Records drawn from a dataset:
*** Begin section ***

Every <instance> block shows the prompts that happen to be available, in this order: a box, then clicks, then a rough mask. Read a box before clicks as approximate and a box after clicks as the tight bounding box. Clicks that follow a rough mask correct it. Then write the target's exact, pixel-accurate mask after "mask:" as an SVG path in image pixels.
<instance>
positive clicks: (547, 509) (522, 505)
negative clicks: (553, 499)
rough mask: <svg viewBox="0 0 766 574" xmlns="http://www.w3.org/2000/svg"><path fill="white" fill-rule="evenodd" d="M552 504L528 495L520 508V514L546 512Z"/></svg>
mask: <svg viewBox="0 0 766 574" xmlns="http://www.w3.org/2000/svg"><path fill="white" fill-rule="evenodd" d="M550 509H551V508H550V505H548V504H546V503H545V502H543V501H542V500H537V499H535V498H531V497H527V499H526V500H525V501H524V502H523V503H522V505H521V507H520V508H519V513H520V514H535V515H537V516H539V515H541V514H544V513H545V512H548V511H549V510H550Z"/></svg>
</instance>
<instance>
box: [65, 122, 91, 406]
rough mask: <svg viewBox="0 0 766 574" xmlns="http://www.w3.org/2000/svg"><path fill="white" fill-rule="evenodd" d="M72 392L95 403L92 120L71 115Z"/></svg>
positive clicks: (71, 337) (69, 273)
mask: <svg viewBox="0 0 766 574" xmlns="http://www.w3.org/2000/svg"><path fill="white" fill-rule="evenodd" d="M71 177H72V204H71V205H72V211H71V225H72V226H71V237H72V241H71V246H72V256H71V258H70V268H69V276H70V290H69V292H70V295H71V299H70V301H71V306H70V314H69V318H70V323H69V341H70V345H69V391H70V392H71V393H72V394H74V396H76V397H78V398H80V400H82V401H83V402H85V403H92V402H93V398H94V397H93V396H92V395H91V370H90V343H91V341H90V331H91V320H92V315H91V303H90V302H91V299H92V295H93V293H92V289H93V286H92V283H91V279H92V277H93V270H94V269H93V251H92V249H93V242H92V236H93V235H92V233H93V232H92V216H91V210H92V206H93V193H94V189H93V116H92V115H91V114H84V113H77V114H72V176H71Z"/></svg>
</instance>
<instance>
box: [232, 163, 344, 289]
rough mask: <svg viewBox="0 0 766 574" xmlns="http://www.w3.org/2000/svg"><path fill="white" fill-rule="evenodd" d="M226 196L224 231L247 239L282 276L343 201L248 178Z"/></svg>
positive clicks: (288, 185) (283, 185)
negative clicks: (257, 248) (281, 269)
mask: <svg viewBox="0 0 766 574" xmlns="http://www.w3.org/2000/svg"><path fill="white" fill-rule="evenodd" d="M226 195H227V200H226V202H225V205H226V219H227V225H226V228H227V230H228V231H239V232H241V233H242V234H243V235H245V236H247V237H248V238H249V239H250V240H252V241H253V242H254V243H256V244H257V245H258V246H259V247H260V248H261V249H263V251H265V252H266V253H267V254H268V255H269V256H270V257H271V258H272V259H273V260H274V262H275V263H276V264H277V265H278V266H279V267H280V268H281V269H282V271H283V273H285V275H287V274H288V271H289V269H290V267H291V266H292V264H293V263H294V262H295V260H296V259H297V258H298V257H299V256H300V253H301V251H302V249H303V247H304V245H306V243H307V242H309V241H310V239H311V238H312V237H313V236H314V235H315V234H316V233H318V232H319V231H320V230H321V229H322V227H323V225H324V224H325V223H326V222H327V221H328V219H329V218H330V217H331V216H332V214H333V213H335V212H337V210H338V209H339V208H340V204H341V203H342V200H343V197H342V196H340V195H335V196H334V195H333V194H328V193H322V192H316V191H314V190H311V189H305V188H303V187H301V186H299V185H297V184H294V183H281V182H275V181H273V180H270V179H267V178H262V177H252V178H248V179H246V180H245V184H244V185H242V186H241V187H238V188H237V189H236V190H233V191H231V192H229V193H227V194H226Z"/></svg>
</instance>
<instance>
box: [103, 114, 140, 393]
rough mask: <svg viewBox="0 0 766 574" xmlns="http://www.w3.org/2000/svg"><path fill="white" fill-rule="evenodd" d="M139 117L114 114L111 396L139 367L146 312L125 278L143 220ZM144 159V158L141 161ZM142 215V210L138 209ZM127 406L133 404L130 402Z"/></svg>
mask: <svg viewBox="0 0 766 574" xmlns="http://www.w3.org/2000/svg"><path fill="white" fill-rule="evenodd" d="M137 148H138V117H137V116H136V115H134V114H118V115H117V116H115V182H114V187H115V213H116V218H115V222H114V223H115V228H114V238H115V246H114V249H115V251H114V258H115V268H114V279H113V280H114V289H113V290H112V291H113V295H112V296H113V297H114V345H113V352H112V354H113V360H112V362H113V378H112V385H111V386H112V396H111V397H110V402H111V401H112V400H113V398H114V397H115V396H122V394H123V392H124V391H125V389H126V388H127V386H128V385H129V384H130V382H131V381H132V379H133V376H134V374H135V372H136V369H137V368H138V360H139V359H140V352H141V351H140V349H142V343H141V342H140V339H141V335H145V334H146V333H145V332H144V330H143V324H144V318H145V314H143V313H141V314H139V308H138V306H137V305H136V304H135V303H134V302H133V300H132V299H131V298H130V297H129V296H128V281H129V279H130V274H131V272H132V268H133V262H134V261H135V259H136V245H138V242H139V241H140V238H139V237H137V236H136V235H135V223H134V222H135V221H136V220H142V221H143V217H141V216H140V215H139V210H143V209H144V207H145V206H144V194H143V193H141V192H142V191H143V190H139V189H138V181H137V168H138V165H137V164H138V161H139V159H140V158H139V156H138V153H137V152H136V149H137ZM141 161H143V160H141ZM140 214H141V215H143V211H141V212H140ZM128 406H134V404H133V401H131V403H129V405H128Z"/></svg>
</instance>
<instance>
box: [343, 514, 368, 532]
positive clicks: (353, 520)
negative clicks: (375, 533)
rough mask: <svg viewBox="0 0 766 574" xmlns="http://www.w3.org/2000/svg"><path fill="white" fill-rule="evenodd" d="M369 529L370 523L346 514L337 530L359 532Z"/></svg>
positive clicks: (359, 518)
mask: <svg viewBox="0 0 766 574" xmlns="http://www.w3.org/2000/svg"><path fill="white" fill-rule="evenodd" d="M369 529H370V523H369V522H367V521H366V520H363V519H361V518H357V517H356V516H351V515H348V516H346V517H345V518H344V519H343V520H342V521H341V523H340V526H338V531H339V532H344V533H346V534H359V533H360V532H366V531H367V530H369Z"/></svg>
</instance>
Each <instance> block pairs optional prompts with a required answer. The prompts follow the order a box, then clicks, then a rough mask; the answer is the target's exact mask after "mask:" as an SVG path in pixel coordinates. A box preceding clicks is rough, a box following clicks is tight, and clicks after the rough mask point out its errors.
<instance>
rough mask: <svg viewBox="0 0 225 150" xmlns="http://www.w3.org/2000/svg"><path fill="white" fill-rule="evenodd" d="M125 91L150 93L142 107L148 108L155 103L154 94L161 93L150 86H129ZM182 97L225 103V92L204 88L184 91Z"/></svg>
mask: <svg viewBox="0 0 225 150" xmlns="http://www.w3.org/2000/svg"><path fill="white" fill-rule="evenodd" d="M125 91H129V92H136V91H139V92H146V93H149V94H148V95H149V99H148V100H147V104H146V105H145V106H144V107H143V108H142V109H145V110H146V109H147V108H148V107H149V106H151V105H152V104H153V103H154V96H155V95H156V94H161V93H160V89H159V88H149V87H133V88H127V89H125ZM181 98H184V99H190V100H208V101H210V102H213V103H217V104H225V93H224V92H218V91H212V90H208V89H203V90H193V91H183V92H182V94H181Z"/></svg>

*** End section ***

PROBLEM DETAILS: Tell me how many lines in the data include "follow", giving only the number.

RESPONSE AREA: 2